# start of DOCUMENT EXCERPT

Another problem for which we will probably need an eventual fix or
workaround. If bytecode can contain a JMP-like instruction it should
be possible to have the compiler split long generated methods and
chain the pieces together without much loss of runtime efficiency,
particularly if it does so at "natural" places -- existing conditional
branches, particularly, and (loop ...) borders -- (defn foo (if x
(lotta-code-1) (lotta-code-2))) for example can be trivially converted
to (defn foo (if x (lotta-code-1) (jmp bar))) (defn bar
(lotta-code-2)) -- though if you had such a jump instruction I'd have
thought implementing real TCO would have been fairly easy, and
apparently it was not.

Failing such a jmp capability you'd have to just use (bar) in that
last example and suffer an additional method call overhead at the
break-point. Again, the obvious way to do it would be to recognize
common branching construct forms such as (if ...) and (cond ...) that
are larger than the threshold but have individual branches that are
not and turn some or all of the branches into their own under-the-hood
methods and calls to those methods.

# end of DOCUMENT EXCERPT
# start of ENTRIES

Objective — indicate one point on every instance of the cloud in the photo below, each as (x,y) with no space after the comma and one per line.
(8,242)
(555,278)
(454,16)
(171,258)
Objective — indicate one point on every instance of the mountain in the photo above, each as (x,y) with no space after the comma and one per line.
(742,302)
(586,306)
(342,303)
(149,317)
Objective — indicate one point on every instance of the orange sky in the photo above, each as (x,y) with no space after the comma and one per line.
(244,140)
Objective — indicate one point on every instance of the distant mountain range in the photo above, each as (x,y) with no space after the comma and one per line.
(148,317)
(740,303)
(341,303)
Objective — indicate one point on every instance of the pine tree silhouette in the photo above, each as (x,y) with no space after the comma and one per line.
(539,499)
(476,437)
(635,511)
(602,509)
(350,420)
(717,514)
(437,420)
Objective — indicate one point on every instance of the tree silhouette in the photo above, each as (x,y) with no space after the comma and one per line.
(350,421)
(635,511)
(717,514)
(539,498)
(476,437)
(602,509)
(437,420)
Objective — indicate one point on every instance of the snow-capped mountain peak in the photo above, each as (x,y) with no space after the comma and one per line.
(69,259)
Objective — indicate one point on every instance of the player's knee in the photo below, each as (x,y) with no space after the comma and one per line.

# end of ENTRIES
# start of ENTRIES

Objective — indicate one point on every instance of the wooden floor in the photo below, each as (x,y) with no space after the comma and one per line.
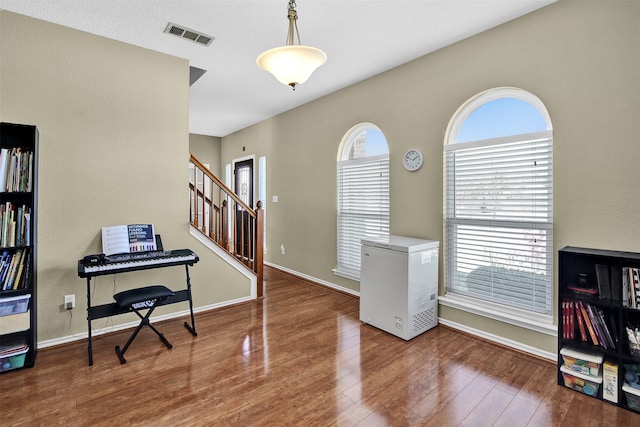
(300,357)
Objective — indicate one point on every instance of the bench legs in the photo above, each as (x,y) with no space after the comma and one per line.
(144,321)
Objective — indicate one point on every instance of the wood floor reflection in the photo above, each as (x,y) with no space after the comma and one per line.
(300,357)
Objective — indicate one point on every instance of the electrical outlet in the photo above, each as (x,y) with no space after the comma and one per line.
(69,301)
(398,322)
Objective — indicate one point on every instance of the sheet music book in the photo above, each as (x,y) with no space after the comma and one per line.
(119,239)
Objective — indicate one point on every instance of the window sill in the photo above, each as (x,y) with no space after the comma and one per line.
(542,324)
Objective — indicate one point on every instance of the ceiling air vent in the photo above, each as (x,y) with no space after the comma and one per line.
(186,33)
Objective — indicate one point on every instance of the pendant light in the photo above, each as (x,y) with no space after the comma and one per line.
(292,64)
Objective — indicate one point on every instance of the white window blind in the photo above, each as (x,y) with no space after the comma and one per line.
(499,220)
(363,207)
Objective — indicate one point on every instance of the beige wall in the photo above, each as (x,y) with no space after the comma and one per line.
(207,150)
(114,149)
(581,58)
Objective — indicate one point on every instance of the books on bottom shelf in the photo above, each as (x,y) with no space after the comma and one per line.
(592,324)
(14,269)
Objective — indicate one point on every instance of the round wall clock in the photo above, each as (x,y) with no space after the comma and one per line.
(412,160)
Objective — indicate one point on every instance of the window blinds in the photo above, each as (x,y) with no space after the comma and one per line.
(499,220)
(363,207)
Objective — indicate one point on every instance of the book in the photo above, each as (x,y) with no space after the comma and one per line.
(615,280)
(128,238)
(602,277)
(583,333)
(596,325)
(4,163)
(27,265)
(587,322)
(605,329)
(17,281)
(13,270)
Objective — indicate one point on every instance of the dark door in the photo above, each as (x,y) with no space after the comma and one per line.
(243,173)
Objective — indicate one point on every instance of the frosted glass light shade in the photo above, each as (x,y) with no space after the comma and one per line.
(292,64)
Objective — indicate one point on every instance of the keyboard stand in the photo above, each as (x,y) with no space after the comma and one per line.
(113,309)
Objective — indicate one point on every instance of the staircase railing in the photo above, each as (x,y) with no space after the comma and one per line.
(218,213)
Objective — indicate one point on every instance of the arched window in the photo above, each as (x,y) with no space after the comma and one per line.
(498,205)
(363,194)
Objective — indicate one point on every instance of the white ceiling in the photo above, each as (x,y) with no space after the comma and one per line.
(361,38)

# end of ENTRIES

### [PROBLEMS]
1/ List each form in the method-splitting text that is written in parentheses with "..." inside it.
2/ From the method-splitting text, set down word for word the part from "Another problem for" up to and including "it was not.".
3/ Using the method-splitting text, decide whether each statement agrees with it, answering yes or no and quoting the deciding words: (a) Implementing real TCO turned out to be fairly easy. (b) Without a jmp capability, an additional method call overhead is suffered at the break-point. (c) Existing conditional branches are named as a natural place to split.

### [TASK-BY-TASK OUTPUTS]
1/
(loop ...)
(if ...)
(cond ...)

2/
Another problem for which we will probably need an eventual fix or
workaround. If bytecode can contain a JMP-like instruction it should
be possible to have the compiler split long generated methods and
chain the pieces together without much loss of runtime efficiency,
particularly if it does so at "natural" places -- existing conditional
branches, particularly, and (loop ...) borders -- (defn foo (if x
(lotta-code-1) (lotta-code-2))) for example can be trivially converted
to (defn foo (if x (lotta-code-1) (jmp bar))) (defn bar
(lotta-code-2)) -- though if you had such a jump instruction I'd have
thought implementing real TCO would have been fairly easy, and
apparently it was not.

3/
(a) No: "apparently it was not."
(b) Yes: "suffer an additional method call overhead at the break-point"
(c) Yes: "at "natural" places -- existing conditional branches"